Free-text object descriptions
----

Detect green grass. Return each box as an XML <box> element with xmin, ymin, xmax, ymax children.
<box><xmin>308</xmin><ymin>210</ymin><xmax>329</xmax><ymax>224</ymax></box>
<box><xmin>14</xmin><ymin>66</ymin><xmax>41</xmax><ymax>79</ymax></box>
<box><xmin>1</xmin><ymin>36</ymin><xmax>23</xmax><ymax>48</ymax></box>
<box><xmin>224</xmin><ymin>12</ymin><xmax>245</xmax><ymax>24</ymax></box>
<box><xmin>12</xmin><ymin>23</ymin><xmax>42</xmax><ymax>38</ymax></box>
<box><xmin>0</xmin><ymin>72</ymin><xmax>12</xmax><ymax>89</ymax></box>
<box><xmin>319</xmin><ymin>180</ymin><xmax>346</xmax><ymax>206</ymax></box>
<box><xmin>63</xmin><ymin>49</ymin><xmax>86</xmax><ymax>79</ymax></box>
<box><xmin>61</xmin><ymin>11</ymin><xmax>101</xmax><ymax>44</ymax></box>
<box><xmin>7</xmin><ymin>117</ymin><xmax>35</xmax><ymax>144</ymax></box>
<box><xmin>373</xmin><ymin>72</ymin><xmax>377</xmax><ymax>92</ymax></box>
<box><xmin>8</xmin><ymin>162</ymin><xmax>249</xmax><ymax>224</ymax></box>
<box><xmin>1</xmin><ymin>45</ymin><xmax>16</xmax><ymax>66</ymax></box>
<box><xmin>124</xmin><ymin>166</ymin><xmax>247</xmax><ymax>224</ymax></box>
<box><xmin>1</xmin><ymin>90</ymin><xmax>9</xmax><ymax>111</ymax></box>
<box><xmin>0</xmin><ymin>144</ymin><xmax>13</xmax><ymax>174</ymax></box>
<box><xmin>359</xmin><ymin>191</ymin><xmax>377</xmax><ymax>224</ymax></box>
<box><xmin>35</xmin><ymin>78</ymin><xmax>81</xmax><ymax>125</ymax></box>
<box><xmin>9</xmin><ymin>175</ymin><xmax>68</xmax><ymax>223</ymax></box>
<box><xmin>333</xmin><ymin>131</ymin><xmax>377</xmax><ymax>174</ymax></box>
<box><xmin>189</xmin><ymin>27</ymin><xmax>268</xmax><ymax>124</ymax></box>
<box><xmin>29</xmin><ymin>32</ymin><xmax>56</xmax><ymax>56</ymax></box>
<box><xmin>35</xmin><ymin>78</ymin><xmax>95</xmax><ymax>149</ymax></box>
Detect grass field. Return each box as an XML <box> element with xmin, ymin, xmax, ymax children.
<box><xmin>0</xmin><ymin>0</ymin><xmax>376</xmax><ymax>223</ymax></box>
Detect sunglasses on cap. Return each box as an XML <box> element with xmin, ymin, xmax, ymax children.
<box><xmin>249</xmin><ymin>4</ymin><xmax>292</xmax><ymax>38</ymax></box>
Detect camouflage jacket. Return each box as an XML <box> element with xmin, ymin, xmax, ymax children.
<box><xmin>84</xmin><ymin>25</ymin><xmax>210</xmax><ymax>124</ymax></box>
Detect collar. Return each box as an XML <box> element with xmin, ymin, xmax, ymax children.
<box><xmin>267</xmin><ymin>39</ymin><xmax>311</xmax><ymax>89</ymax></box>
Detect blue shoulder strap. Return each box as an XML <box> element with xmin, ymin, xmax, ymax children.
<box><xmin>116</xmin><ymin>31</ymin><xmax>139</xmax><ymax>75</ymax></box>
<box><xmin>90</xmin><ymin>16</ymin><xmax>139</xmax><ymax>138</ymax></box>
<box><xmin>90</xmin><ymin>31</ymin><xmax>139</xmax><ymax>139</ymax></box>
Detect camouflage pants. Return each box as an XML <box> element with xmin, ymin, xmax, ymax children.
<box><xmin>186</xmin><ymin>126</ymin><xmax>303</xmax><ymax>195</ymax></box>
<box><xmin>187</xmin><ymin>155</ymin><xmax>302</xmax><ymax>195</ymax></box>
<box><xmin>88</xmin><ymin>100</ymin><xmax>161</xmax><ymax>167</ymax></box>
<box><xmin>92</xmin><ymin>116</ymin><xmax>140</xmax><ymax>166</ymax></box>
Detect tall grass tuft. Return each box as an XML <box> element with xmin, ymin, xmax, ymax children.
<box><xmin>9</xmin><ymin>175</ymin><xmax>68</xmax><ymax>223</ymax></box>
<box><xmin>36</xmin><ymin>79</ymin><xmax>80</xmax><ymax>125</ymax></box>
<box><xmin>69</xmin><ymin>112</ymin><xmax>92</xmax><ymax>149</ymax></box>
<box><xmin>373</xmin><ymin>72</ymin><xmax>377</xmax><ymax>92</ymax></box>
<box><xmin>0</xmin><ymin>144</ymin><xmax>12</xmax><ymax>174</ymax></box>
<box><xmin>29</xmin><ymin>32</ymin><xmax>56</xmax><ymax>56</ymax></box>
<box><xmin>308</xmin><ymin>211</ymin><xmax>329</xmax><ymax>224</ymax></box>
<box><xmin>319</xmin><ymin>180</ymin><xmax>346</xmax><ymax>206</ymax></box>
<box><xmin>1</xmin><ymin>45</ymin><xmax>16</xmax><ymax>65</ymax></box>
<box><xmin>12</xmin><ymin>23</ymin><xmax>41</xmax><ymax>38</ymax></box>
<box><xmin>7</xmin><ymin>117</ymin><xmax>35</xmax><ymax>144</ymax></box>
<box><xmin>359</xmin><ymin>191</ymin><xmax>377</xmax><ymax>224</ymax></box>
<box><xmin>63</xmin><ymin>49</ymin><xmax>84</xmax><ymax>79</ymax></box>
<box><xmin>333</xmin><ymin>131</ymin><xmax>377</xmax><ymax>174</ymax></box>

----

Aim of the exercise: The records above should be restated word for word, please.

Solution:
Detect green grass. Return each box as an XML <box> element with xmin, ymin, xmax, ymax children.
<box><xmin>308</xmin><ymin>210</ymin><xmax>329</xmax><ymax>224</ymax></box>
<box><xmin>14</xmin><ymin>66</ymin><xmax>41</xmax><ymax>79</ymax></box>
<box><xmin>1</xmin><ymin>36</ymin><xmax>23</xmax><ymax>48</ymax></box>
<box><xmin>224</xmin><ymin>12</ymin><xmax>245</xmax><ymax>24</ymax></box>
<box><xmin>12</xmin><ymin>23</ymin><xmax>42</xmax><ymax>38</ymax></box>
<box><xmin>0</xmin><ymin>72</ymin><xmax>12</xmax><ymax>89</ymax></box>
<box><xmin>319</xmin><ymin>180</ymin><xmax>346</xmax><ymax>206</ymax></box>
<box><xmin>63</xmin><ymin>49</ymin><xmax>86</xmax><ymax>79</ymax></box>
<box><xmin>61</xmin><ymin>11</ymin><xmax>101</xmax><ymax>44</ymax></box>
<box><xmin>7</xmin><ymin>117</ymin><xmax>35</xmax><ymax>144</ymax></box>
<box><xmin>373</xmin><ymin>72</ymin><xmax>377</xmax><ymax>92</ymax></box>
<box><xmin>8</xmin><ymin>162</ymin><xmax>249</xmax><ymax>224</ymax></box>
<box><xmin>1</xmin><ymin>45</ymin><xmax>16</xmax><ymax>66</ymax></box>
<box><xmin>124</xmin><ymin>166</ymin><xmax>247</xmax><ymax>224</ymax></box>
<box><xmin>1</xmin><ymin>90</ymin><xmax>9</xmax><ymax>111</ymax></box>
<box><xmin>0</xmin><ymin>144</ymin><xmax>13</xmax><ymax>174</ymax></box>
<box><xmin>359</xmin><ymin>191</ymin><xmax>377</xmax><ymax>224</ymax></box>
<box><xmin>35</xmin><ymin>78</ymin><xmax>81</xmax><ymax>125</ymax></box>
<box><xmin>9</xmin><ymin>175</ymin><xmax>68</xmax><ymax>223</ymax></box>
<box><xmin>333</xmin><ymin>131</ymin><xmax>377</xmax><ymax>174</ymax></box>
<box><xmin>189</xmin><ymin>27</ymin><xmax>268</xmax><ymax>124</ymax></box>
<box><xmin>29</xmin><ymin>32</ymin><xmax>56</xmax><ymax>56</ymax></box>
<box><xmin>35</xmin><ymin>78</ymin><xmax>95</xmax><ymax>149</ymax></box>
Detect grass field. Return each box as an XML <box> element with xmin, ymin, xmax, ymax children.
<box><xmin>0</xmin><ymin>0</ymin><xmax>376</xmax><ymax>223</ymax></box>
Detect sunglasses on cap. Return each box as an XML <box> element with xmin, ymin, xmax, ymax children.
<box><xmin>249</xmin><ymin>4</ymin><xmax>292</xmax><ymax>38</ymax></box>
Detect camouflage jacket. Return each box as an XML <box> element with xmin, ymin, xmax, ymax children.
<box><xmin>84</xmin><ymin>25</ymin><xmax>210</xmax><ymax>124</ymax></box>
Detect collar. Return each box as an XML <box> element with xmin, ymin, xmax, ymax children.
<box><xmin>267</xmin><ymin>39</ymin><xmax>311</xmax><ymax>89</ymax></box>
Detect blue shoulder strap. Return each box as an XML <box> element with xmin, ymin, xmax, ymax children.
<box><xmin>116</xmin><ymin>31</ymin><xmax>139</xmax><ymax>75</ymax></box>
<box><xmin>90</xmin><ymin>16</ymin><xmax>139</xmax><ymax>138</ymax></box>
<box><xmin>90</xmin><ymin>31</ymin><xmax>139</xmax><ymax>139</ymax></box>
Detect camouflage pants. Return each box as an XML <box> element with xmin, ymin, xmax, ymax children.
<box><xmin>186</xmin><ymin>126</ymin><xmax>303</xmax><ymax>195</ymax></box>
<box><xmin>187</xmin><ymin>155</ymin><xmax>302</xmax><ymax>195</ymax></box>
<box><xmin>88</xmin><ymin>100</ymin><xmax>161</xmax><ymax>167</ymax></box>
<box><xmin>92</xmin><ymin>116</ymin><xmax>140</xmax><ymax>166</ymax></box>
Detect tall grass tuft. Return each box as an XML <box> element with xmin, ymin, xmax, ymax children.
<box><xmin>9</xmin><ymin>175</ymin><xmax>68</xmax><ymax>223</ymax></box>
<box><xmin>36</xmin><ymin>79</ymin><xmax>80</xmax><ymax>125</ymax></box>
<box><xmin>69</xmin><ymin>112</ymin><xmax>92</xmax><ymax>149</ymax></box>
<box><xmin>373</xmin><ymin>72</ymin><xmax>377</xmax><ymax>92</ymax></box>
<box><xmin>0</xmin><ymin>144</ymin><xmax>12</xmax><ymax>174</ymax></box>
<box><xmin>29</xmin><ymin>32</ymin><xmax>56</xmax><ymax>56</ymax></box>
<box><xmin>308</xmin><ymin>211</ymin><xmax>329</xmax><ymax>224</ymax></box>
<box><xmin>319</xmin><ymin>180</ymin><xmax>346</xmax><ymax>206</ymax></box>
<box><xmin>1</xmin><ymin>45</ymin><xmax>16</xmax><ymax>65</ymax></box>
<box><xmin>12</xmin><ymin>23</ymin><xmax>41</xmax><ymax>38</ymax></box>
<box><xmin>7</xmin><ymin>117</ymin><xmax>35</xmax><ymax>144</ymax></box>
<box><xmin>359</xmin><ymin>191</ymin><xmax>377</xmax><ymax>224</ymax></box>
<box><xmin>63</xmin><ymin>49</ymin><xmax>84</xmax><ymax>79</ymax></box>
<box><xmin>333</xmin><ymin>131</ymin><xmax>377</xmax><ymax>174</ymax></box>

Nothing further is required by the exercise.